# JOB:
Write out each of the following records word for word, without changing a single character.

# RECORDS PROVIDED:
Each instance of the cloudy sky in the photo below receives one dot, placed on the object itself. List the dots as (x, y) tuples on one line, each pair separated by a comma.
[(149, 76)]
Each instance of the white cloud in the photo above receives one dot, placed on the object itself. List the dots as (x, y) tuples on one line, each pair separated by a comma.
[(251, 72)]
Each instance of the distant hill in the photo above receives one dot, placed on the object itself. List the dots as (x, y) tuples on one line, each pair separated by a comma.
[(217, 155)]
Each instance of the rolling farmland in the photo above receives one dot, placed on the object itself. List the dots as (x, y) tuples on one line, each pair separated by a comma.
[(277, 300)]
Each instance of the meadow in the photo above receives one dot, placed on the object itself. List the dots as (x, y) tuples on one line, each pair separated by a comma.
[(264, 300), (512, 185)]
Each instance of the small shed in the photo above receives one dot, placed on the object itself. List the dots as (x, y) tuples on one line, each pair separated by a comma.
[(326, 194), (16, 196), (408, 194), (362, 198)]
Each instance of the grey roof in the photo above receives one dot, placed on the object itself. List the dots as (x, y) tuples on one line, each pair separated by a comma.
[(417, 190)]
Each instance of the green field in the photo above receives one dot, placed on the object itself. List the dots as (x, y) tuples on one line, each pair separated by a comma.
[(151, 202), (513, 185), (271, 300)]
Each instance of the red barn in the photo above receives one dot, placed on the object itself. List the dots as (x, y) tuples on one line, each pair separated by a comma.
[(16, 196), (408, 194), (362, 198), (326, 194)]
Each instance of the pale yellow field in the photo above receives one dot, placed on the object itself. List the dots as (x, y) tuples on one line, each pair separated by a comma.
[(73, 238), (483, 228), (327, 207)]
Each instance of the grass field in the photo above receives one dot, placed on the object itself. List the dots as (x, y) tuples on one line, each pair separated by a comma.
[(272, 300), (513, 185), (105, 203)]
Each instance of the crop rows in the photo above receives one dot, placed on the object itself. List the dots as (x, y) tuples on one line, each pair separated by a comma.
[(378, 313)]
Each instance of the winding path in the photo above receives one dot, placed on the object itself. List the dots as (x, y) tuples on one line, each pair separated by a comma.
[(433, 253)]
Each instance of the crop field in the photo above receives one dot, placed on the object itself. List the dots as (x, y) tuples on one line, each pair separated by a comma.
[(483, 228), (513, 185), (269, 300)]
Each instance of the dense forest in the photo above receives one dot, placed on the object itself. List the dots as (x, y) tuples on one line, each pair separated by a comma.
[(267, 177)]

# EXPECTED OUTPUT:
Each instance of the cloudy sky in the photo below receives one dot, placed on the object itself. List the dots as (x, y) tuples on one line, each pair separated by a comma.
[(149, 76)]
Each instance of the white cloud in the photo above receives one dot, placed on the object itself. List the dots as (x, y) tuples on one line, each pair separated by a comma.
[(251, 72)]
Each instance of the distant hill in the photo above receives one dot, placed on the object itself. List the dots as (x, y) tuples on one line, each pair separated by a comma.
[(217, 155)]
Each instance of the rolling farmland in the photo above receives one dot, placed on the object itself. List the dots as (x, y) tuples on one line, each pair separated by a comma.
[(277, 300)]
Each instance of the meadow in the photo above receives one dot, placed on the object itself. List the dots as (x, y) tuples on one line, each pair separated by a comma.
[(264, 300), (512, 185)]
Each instance of the small shed in the photo above receives one dot, placed on the object itself. List the dots as (x, y) tuples on one line, each pair separated by a comma.
[(326, 194), (16, 196), (408, 194), (362, 198)]
Each instance of the grey roof in the photo above receives one dot, placed on the object itself. List the dots as (x, y) tuples on one line, each pair separated by a comma.
[(417, 190)]
Each instance of the green field in the photo above receives one dot, placed on the object itself. List the dots as (x, y) tuples on one line, each pair separated by a comma.
[(151, 202), (513, 185), (271, 300)]
Each instance of the red barn in the photo above receives one dot, placed on the object itself. List the dots as (x, y) tuples on one line, each pair separated by a comma.
[(16, 196), (408, 194), (362, 198), (326, 194)]
Each instance of the pale yellow field in the photo above receives one dot, placed on the object itself. List the dots as (x, y) tuples on one line, each pair separated by a comma.
[(73, 238), (483, 228), (327, 207)]
Each instance of the grass field in the photo above receives one dot, placed on the object itself. List the dots as (x, y) tuples on one line, each pair separated by a comma.
[(272, 300), (513, 185), (105, 203)]
Each instance of the crop rows in the photo above receives one dot, placed on the object itself. List the dots as (x, y) tuples on one line, each pair separated by a comma.
[(378, 313)]
Each instance of the winding path in the photo above receives one dot, placed on the object itself. List the dots as (x, y) tuples on one line, each pair separated by a comma.
[(433, 253)]
Each instance of the crop field in the photo above receives one dot, placed on the object itself. List the dots as (x, y) tuples on one line, each pair separated by a comma.
[(483, 228), (513, 185), (269, 300)]
Each instance of the dense forest in the photo above receives one dot, placed on the object itself. List the dots as (x, y) tuples on one line, each pair separated by a comma.
[(267, 177)]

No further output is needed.